Collected data entries:
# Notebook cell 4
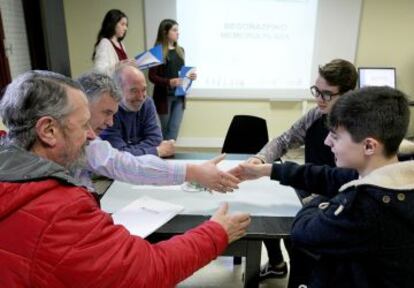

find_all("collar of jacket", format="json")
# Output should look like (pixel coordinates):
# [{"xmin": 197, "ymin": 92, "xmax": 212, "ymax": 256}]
[
  {"xmin": 0, "ymin": 145, "xmax": 82, "ymax": 186},
  {"xmin": 339, "ymin": 160, "xmax": 414, "ymax": 192}
]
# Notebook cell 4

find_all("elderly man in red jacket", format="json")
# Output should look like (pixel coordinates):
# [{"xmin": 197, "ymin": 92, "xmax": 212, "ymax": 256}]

■ EXERCISE
Reproduce every line of the entries above, omitting the pictures. Offset each pixel coordinate in the answers by adding 78.

■ ANSWER FOR THE TASK
# Notebook cell 4

find_all("collar of jacket", format="json")
# Output should look like (pixel coordinates):
# [{"xmin": 197, "ymin": 92, "xmax": 212, "ymax": 256}]
[
  {"xmin": 78, "ymin": 223, "xmax": 160, "ymax": 264},
  {"xmin": 417, "ymin": 238, "xmax": 492, "ymax": 270}
]
# Notebook cell 4

find_all("elderly man in red jacket", format="json")
# Output should look like (pixel coordinates):
# [{"xmin": 197, "ymin": 92, "xmax": 212, "ymax": 256}]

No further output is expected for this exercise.